◆ **Exercise details**
Pull out each line of the records that contains the string "bird", matching case exactly.
╭─ Extracted material
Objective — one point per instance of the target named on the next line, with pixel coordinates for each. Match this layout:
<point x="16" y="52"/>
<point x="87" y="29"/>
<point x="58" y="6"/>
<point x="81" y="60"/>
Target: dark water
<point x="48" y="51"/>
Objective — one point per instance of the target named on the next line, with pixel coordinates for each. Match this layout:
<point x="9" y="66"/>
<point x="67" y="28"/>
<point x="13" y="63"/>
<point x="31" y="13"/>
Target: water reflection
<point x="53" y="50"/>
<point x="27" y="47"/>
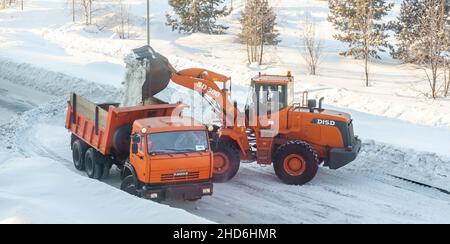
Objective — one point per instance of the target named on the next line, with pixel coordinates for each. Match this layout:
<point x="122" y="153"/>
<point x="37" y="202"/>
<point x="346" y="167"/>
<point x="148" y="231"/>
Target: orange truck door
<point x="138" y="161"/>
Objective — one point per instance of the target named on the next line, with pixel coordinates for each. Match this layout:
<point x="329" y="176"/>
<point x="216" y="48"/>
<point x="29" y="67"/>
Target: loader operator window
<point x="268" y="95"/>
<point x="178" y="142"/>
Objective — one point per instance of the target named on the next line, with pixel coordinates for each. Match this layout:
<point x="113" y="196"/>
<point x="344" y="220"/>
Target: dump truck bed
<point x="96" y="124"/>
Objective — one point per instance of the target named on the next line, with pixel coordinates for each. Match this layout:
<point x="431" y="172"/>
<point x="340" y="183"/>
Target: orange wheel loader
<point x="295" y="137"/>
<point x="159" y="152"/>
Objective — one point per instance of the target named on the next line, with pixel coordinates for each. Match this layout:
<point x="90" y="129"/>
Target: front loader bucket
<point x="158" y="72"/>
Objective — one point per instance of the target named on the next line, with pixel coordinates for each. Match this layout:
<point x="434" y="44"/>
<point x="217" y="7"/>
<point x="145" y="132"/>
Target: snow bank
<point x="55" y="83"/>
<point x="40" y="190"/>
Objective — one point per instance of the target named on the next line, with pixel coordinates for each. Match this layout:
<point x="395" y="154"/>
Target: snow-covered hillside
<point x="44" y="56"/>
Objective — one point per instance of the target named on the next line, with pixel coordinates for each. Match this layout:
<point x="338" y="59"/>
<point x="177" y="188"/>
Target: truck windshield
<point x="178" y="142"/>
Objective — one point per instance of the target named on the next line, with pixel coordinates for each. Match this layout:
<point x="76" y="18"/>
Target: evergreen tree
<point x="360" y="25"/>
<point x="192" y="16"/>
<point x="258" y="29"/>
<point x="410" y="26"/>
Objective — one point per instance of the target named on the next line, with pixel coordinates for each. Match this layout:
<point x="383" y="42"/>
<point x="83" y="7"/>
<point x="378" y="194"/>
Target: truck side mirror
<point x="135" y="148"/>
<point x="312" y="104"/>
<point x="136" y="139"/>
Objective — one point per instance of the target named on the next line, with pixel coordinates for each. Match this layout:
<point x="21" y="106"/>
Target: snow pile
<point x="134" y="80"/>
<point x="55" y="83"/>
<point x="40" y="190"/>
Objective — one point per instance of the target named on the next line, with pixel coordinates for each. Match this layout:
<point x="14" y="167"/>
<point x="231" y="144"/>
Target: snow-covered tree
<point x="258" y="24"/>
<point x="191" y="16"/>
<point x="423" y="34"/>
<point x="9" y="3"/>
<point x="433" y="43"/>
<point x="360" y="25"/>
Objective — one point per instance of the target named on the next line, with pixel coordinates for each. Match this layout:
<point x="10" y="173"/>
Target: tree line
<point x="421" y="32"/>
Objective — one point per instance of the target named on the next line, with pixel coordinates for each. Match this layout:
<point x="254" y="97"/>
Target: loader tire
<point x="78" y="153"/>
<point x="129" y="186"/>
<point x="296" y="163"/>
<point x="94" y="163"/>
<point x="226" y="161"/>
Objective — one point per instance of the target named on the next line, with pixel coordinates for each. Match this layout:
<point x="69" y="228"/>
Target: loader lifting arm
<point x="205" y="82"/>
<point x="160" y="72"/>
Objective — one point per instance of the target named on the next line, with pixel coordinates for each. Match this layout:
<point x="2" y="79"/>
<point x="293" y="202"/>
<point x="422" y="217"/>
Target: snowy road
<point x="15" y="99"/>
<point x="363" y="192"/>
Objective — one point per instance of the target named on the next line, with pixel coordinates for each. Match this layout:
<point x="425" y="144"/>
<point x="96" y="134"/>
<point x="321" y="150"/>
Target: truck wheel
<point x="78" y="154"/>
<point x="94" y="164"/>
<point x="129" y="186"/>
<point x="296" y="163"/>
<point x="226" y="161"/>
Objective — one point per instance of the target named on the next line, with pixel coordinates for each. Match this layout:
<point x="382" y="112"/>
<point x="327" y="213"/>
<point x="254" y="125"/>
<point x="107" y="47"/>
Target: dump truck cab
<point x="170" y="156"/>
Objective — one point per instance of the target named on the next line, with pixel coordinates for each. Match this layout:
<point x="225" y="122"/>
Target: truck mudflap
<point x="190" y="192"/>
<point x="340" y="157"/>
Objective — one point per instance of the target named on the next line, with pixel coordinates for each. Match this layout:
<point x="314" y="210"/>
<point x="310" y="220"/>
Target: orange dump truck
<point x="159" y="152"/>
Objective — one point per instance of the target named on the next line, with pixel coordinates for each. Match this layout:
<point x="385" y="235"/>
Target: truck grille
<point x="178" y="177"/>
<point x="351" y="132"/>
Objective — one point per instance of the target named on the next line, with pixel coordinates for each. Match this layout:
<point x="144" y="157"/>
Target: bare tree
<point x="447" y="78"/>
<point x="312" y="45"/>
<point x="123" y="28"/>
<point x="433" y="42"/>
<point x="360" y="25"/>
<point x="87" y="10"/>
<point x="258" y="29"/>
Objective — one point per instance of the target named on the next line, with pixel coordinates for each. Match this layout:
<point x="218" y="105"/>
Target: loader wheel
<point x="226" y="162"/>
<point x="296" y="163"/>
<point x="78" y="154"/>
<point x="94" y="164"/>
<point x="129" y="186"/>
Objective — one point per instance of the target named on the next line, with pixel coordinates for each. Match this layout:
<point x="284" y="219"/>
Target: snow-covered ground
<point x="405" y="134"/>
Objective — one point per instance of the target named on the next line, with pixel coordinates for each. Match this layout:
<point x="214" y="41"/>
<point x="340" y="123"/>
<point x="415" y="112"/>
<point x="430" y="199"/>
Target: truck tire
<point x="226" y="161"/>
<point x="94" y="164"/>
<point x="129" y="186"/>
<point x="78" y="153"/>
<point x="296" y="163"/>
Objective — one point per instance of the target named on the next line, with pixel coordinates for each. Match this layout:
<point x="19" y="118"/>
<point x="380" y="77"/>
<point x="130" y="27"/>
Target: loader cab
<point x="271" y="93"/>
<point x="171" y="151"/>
╰─
╭─ Extracted material
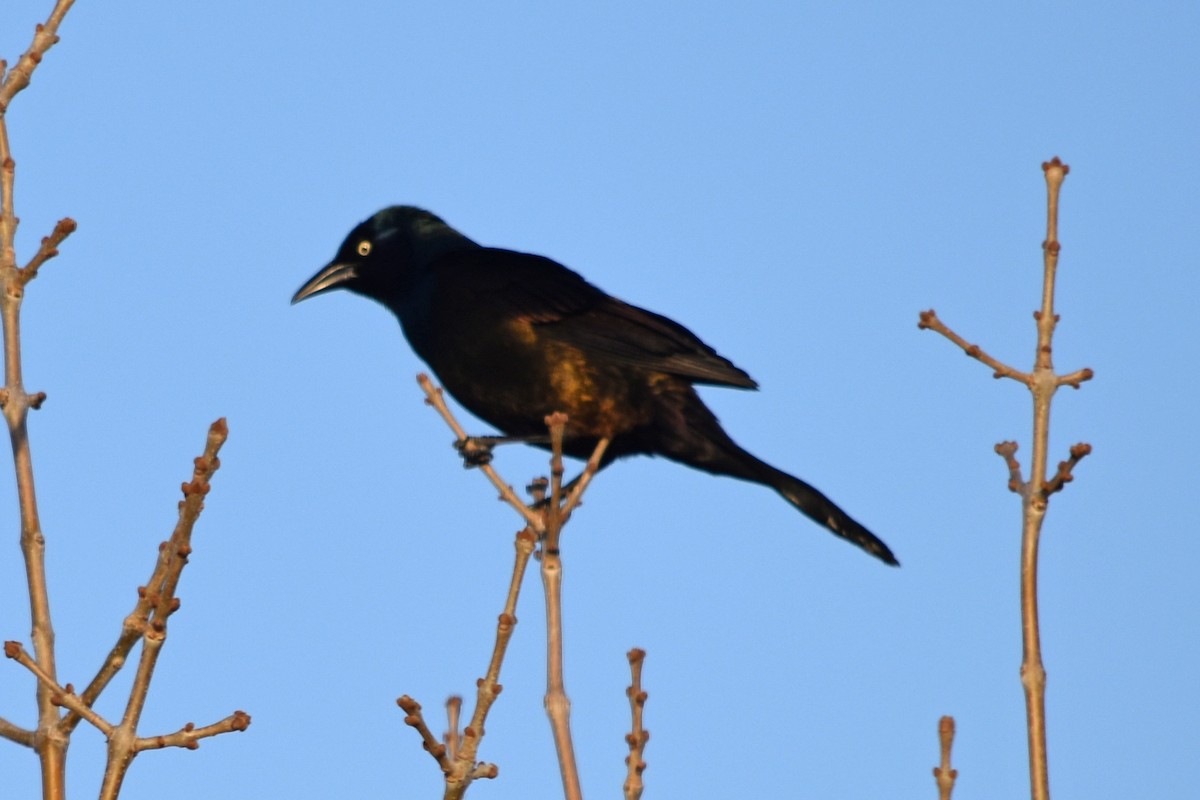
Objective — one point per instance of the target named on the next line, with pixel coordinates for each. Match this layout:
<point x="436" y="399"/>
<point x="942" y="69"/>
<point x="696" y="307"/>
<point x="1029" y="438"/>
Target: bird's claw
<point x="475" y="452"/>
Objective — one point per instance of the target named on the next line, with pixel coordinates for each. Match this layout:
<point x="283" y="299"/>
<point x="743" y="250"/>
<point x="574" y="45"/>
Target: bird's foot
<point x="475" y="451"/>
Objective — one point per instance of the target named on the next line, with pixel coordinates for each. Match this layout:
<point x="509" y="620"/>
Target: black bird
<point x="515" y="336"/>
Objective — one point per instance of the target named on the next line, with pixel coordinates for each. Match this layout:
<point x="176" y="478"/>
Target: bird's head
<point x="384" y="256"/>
╰─
◆ **Output below**
Target: bird's claw
Target: bird's foot
Target: black bird
Target: bird's head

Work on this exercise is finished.